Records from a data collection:
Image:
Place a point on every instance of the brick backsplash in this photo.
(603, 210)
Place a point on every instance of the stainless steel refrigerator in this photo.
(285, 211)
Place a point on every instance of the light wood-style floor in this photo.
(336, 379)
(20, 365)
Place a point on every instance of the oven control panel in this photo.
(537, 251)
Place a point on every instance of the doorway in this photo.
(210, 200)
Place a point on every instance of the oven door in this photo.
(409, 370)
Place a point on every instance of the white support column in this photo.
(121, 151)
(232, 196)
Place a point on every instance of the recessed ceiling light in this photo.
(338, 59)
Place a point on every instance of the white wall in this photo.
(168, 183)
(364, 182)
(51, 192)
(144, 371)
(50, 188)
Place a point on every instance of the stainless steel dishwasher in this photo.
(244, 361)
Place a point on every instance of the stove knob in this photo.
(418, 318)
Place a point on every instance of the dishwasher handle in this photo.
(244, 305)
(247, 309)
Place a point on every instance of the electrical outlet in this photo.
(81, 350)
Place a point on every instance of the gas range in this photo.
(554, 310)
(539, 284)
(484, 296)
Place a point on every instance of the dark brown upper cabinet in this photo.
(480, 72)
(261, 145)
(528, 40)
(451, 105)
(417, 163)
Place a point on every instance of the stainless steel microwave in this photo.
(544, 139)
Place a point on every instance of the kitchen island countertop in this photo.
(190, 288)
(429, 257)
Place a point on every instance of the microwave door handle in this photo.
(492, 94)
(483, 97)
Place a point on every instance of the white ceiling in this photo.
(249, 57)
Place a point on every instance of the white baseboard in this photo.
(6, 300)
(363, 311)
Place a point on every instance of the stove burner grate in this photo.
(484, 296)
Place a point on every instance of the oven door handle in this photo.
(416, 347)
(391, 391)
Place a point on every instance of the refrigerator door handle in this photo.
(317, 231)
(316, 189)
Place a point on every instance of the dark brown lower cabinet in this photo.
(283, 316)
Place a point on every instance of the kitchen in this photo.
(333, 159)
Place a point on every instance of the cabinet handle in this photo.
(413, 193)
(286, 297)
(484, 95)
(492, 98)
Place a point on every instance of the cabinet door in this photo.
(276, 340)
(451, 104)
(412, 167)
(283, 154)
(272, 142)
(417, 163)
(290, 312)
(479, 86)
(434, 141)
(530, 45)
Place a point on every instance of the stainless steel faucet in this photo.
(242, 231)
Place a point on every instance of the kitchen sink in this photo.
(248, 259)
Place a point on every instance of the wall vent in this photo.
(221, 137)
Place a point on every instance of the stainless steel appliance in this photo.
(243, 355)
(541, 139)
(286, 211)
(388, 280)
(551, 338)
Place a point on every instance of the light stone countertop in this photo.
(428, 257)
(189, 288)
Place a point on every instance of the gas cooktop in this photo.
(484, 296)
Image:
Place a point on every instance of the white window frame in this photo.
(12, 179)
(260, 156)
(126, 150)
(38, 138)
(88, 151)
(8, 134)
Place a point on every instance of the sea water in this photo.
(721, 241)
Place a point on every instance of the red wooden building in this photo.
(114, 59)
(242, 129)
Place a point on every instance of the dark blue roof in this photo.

| Description of the task |
Write out each record again, keeping every word as it is.

| Output of the task |
Image:
Place a point on every instance of the brick backsplash in this photo.
(603, 210)
Place a point on every instance of the stainless steel refrigerator in this photo.
(285, 211)
Place a point on every instance of the light wood-style floor in this photo.
(336, 379)
(20, 365)
Place a point on every instance of the oven control panel in this photo.
(537, 251)
Place a point on every instance of the doorway in this photo.
(210, 200)
Place a point on every instance of the oven door in this photo.
(409, 370)
Place a point on every instance of the white support column in this photo.
(121, 151)
(232, 196)
Place a point on every instance of the recessed ceiling light in this photo.
(338, 59)
Place a point on every instance of the white wall in this photo.
(168, 183)
(364, 182)
(51, 192)
(144, 371)
(50, 188)
Place a point on every instance of the stainless steel dishwasher in this photo.
(244, 361)
Place a point on every instance of the stove knob in this photo.
(418, 318)
Place a point on every instance of the dishwasher handle in this photo.
(244, 305)
(247, 309)
Place a point on every instance of the electrical outlet in this photo.
(81, 350)
Place a point on every instance of the gas range in this photo.
(554, 310)
(539, 284)
(484, 296)
Place a point on every instance of the dark brown upper cabinet in this photo.
(480, 72)
(261, 145)
(528, 40)
(451, 105)
(417, 163)
Place a point on every instance of the stainless steel microwave in this photo.
(544, 139)
Place a point on every instance of the kitchen island countertop in this photo.
(190, 288)
(429, 257)
Place a point on every instance of the microwave door handle in this photo.
(492, 94)
(483, 97)
Place a point on every instance of the white ceiling in this photo.
(249, 57)
Place a point on every instance of the white baseboard in this photo.
(6, 300)
(363, 311)
Place a point on every instance of the stove burner grate in this photo.
(484, 296)
Place a point on every instance of the oven door handle in this photo.
(416, 347)
(391, 391)
Place a point on every instance of the refrigerator door handle in this photo.
(317, 231)
(316, 189)
Place a point on every instance of the dark brown lower cabinet in this photo.
(283, 316)
Place a point on every instance of the kitchen in this photo.
(333, 159)
Place a point on every instance of the cabinet handle in this photo.
(413, 193)
(286, 297)
(484, 95)
(492, 98)
Place a point on every instance of the cabinet door in this photo.
(276, 340)
(451, 104)
(412, 167)
(283, 154)
(272, 142)
(417, 163)
(290, 312)
(479, 86)
(434, 141)
(530, 45)
Place a point on every instance of the stainless steel faucet in this photo.
(242, 231)
Place a point on every instance of the kitchen sink in this photo.
(248, 259)
Place a point on every instance of the wall vent in this photo.
(221, 137)
Place a point on every instance of the stainless steel appliance in this photo.
(243, 355)
(541, 139)
(286, 211)
(388, 280)
(551, 338)
Place a point on every instance of the light stone countertop in this photo.
(428, 257)
(189, 288)
Place a point on every instance of the gas cooktop in this photo.
(484, 296)
Image:
Place a point on every instance of the white window frame in this photo.
(12, 179)
(260, 156)
(126, 150)
(38, 138)
(88, 151)
(8, 134)
Place a point on every instance of the sea water in this photo.
(721, 241)
Place a point on every instance of the red wooden building in this photo.
(114, 59)
(242, 129)
Place a point on every instance of the dark blue roof in this photo.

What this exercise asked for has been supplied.